[The task] Transcribe the tail of the listing: start at the line containing "Where can the green bangle" and stop after the last line, keeping every character as is and adding nothing.

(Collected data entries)
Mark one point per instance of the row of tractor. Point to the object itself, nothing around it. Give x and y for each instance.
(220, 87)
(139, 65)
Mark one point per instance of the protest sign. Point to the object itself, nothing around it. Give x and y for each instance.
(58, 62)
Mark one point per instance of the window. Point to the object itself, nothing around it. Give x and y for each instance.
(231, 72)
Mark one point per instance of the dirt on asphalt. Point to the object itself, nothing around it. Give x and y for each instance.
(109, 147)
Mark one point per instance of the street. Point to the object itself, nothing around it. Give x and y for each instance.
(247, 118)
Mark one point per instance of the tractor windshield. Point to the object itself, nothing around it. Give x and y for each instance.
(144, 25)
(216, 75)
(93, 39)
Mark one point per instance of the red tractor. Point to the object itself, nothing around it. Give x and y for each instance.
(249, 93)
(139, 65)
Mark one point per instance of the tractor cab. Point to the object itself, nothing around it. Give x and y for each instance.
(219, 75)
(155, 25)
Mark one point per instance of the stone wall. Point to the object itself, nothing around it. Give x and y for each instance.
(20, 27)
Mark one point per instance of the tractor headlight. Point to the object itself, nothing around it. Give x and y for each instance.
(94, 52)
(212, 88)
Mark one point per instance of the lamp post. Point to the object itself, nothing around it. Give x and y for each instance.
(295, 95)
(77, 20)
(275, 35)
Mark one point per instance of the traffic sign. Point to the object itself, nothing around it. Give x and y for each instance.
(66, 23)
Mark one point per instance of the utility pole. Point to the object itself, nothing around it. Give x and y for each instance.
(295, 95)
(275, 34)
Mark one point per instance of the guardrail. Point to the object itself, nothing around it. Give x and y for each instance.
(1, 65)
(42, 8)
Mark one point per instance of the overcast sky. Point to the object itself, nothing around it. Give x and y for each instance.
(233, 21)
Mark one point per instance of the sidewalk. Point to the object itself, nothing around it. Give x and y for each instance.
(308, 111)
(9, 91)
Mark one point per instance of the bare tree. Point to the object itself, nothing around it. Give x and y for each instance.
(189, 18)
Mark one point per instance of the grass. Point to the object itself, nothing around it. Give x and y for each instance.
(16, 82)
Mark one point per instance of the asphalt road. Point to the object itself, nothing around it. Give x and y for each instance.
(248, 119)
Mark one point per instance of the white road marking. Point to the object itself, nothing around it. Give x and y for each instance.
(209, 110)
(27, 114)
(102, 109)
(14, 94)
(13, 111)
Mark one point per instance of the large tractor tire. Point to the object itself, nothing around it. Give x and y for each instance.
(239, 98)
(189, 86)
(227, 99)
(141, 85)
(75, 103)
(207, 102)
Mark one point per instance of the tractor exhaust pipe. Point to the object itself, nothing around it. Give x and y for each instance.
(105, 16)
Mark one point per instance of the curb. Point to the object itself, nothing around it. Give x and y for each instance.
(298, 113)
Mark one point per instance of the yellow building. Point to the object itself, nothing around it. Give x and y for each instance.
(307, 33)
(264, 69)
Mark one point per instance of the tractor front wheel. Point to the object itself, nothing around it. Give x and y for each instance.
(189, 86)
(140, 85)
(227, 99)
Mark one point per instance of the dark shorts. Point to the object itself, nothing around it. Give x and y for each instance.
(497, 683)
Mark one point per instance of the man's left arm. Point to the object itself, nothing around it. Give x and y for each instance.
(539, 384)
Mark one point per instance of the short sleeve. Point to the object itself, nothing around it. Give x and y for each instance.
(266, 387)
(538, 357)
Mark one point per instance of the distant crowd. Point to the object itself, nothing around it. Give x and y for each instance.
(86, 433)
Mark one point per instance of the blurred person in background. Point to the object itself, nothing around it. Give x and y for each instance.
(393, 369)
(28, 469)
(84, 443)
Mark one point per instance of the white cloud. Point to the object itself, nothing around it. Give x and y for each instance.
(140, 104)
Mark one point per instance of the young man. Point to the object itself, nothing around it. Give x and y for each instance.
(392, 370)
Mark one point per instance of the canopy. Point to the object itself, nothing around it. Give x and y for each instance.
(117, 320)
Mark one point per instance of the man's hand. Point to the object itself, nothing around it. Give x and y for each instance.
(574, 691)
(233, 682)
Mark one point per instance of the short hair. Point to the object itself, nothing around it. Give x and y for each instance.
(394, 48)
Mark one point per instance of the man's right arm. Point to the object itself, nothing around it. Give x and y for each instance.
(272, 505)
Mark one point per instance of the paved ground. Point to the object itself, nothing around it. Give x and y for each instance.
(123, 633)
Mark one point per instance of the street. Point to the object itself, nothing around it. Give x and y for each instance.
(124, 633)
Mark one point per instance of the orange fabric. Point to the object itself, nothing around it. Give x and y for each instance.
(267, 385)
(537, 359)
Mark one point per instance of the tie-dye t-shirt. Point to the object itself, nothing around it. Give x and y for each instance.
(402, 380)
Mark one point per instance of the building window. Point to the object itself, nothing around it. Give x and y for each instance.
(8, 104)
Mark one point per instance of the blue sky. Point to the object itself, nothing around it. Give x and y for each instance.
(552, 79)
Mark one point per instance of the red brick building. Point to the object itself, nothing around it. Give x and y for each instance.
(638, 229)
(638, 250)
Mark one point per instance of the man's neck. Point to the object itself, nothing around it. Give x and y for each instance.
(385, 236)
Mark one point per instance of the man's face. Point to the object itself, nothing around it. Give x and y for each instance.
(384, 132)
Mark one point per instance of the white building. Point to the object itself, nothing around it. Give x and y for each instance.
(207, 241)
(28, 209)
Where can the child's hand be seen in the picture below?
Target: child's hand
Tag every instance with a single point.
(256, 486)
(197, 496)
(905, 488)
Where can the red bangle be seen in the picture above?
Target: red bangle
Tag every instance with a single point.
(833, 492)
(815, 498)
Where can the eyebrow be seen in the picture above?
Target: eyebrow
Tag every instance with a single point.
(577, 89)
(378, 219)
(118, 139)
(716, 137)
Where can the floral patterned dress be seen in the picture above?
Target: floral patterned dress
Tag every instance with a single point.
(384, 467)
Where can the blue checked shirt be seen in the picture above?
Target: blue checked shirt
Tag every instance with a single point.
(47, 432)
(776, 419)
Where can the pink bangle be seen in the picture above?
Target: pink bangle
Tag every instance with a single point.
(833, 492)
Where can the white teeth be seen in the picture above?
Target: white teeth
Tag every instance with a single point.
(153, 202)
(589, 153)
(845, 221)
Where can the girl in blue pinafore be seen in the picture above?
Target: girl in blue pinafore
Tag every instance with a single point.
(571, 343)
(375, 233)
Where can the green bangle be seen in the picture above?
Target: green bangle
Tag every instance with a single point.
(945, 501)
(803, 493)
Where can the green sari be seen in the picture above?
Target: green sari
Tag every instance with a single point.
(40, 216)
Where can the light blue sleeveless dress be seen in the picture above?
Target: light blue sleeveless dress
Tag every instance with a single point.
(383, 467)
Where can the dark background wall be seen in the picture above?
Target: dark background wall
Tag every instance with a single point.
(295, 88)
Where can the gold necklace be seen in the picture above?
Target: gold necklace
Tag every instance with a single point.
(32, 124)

[Solved problem]
Where can the green bangle be seen in the picture above?
Target: green bangle
Tag every instance with a single point.
(945, 501)
(803, 493)
Where can the green sari be seen in the picture above?
Target: green sari
Tag every instance with a single point.
(40, 216)
Where can the light blue sleeveless dress be seen in the picture above?
Target: light blue sleeveless dress
Tag every instance with a single point.
(383, 467)
Where can the dark background wall be seen in the picture above?
Target: dark background wall
Tag every instance with a single point.
(295, 88)
Where can the gold necklace be seen in the picture above?
Target: gold necklace
Tag every instance with a single point.
(32, 124)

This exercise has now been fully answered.